* [Description of the task]
Every record that follows should be printed verbatim.

* [Data records]
#####
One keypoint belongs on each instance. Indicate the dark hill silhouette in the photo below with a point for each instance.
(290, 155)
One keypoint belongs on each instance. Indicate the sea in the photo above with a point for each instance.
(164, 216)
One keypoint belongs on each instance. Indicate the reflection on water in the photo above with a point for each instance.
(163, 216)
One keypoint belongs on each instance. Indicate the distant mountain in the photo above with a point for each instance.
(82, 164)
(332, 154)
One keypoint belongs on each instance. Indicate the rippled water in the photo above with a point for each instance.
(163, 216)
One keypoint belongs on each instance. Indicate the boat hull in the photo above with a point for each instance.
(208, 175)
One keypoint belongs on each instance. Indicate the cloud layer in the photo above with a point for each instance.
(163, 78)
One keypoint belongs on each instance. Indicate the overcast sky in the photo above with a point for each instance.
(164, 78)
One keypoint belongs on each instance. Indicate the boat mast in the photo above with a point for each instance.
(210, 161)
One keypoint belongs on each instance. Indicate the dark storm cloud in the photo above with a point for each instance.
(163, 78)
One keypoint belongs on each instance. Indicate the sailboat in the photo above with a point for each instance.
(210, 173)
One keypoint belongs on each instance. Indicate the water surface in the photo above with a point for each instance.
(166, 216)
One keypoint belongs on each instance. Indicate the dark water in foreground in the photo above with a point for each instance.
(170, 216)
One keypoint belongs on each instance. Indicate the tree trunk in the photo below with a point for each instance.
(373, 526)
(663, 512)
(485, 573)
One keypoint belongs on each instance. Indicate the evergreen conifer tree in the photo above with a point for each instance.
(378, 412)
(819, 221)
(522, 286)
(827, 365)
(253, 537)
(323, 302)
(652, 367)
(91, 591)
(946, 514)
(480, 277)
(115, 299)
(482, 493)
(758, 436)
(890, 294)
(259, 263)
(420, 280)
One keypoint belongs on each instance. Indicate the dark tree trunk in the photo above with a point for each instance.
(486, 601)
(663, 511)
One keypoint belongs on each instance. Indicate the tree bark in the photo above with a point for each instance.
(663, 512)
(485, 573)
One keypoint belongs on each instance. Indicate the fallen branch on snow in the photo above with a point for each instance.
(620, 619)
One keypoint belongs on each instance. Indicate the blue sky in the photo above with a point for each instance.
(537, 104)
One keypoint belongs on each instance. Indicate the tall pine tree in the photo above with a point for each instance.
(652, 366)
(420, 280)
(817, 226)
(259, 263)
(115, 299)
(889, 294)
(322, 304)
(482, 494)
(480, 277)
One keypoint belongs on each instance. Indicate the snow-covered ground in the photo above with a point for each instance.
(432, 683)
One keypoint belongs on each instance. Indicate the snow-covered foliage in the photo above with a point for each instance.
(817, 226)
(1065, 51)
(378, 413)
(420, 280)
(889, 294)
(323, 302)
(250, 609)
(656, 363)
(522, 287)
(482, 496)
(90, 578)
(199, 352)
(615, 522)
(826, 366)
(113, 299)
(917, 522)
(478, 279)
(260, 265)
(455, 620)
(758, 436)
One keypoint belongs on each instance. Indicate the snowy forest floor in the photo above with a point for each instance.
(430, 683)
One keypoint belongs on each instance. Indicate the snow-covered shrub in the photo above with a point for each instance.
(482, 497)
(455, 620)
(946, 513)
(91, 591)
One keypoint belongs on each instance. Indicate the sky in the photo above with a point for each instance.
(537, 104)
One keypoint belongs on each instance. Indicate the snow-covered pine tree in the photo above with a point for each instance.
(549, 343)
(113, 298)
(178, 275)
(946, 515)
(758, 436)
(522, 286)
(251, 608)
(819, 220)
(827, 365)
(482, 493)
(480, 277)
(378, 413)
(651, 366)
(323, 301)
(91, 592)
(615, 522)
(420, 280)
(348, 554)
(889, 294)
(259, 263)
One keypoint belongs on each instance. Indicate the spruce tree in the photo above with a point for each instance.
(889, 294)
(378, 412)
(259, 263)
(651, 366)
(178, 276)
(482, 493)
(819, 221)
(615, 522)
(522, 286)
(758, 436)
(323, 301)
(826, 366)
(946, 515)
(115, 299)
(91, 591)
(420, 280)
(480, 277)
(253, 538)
#####
* [Answer for this exercise]
One keypoint belongs on each instance. Indicate the dark hill silhouette in the photo below with a point for each instance.
(290, 155)
One keypoint belongs on each instance. Indicate the sea in the photo above with a point for each instance.
(164, 216)
One keypoint belongs on each instance. Indicate the reflection on water in the photo above with a point for each instance.
(163, 216)
One keypoint belongs on each instance. Indicate the distant mountain in the photo above with a point for each instance.
(82, 164)
(332, 154)
One keypoint belongs on each instance. Indicate the rippled water in the photo above with a point for each instance.
(163, 216)
One keypoint belongs on each instance. Indicate the boat hull in the photo above with a point for each instance.
(208, 175)
One keypoint belongs on each instance. Indicate the cloud layer in the photo above with a point for each instance.
(163, 78)
One keypoint belongs on each instance. Indicate the overcast sky in the photo above with a point for each instance.
(164, 78)
One keypoint belongs on each instance. Indicate the boat mast in the photo above with a point for each instance.
(210, 161)
One keypoint belongs on each instance. Indicate the dark storm cloud in the photo above with a point for each instance.
(163, 78)
One keypoint belongs on each instance. Indicate the sailboat in the photo above with a point for each instance.
(210, 173)
One keypoint belongs on each instance. Indicate the water surface in the photo above with a point for each instance.
(166, 216)
One keypoint belongs on each instance. Indicate the dark water in foreground in the photo above with a point for each instance.
(170, 216)
One keypoint belongs on each instance. Indicate the tree trunk in the photo below with a point for each instance.
(373, 526)
(663, 512)
(485, 573)
One keypoint belongs on each instance. Indicate the evergreen conifer tree in the photo above with a point for each instance.
(378, 412)
(819, 221)
(522, 286)
(827, 365)
(253, 537)
(323, 302)
(652, 367)
(91, 591)
(946, 514)
(480, 277)
(115, 299)
(482, 493)
(758, 436)
(890, 294)
(259, 263)
(420, 280)
One keypoint belongs on each instance. Indicate the dark tree trunk in the photo above with a point for each instance.
(486, 601)
(663, 511)
One keypoint belongs on each instance. Indicate the tree bark in the photo above with a point for each instance.
(663, 512)
(485, 573)
One keypoint belongs on each instance. Indicate the fallen branch on snow in the photo above with a point for each instance.
(620, 619)
One keypoint belongs on each instance. Indicate the blue sky in the photo above with a point for each instance.
(537, 104)
One keypoint belongs on each instance. Indicate the tall pine tree in the photo above with a point for each instance.
(652, 366)
(420, 280)
(817, 226)
(259, 263)
(115, 299)
(889, 294)
(322, 304)
(482, 494)
(480, 277)
One keypoint belongs on each instance. Indicate the snow-covered ground in the photo above with a point for each instance.
(432, 683)
One keypoint belongs on each instance. Indicate the snow-covered foliage in the photo above with a point for each instance.
(817, 226)
(1065, 51)
(378, 413)
(420, 280)
(889, 294)
(323, 302)
(250, 609)
(656, 363)
(522, 287)
(482, 496)
(90, 578)
(199, 352)
(615, 522)
(826, 366)
(113, 299)
(917, 522)
(478, 279)
(260, 265)
(455, 620)
(758, 436)
One keypoint belongs on each instance. Indicate the snowy forest floor in the photo above with a point for each instance.
(430, 683)
One keypoint belongs on each instance. Indicate the snow-covered shrub in the photo above with a point for each instance.
(482, 497)
(455, 620)
(946, 513)
(91, 591)
One keypoint belongs on each instance. Indicate the sky in the photo above with a point for each instance.
(537, 104)
One keypoint belongs on each instance. Indicate the snow-covered pine tree in the photo above with a point for each instance.
(549, 343)
(113, 298)
(178, 275)
(946, 515)
(758, 436)
(522, 286)
(251, 608)
(819, 220)
(827, 365)
(482, 493)
(480, 277)
(378, 413)
(651, 366)
(323, 301)
(91, 592)
(615, 522)
(420, 280)
(348, 554)
(889, 294)
(259, 263)
One keypoint belongs on each instance. Indicate the spruce tree in the photo above with a point for each instance.
(889, 294)
(378, 412)
(259, 263)
(651, 366)
(178, 276)
(482, 493)
(819, 221)
(615, 522)
(522, 286)
(758, 436)
(323, 301)
(826, 366)
(946, 515)
(115, 299)
(91, 591)
(420, 280)
(480, 277)
(253, 538)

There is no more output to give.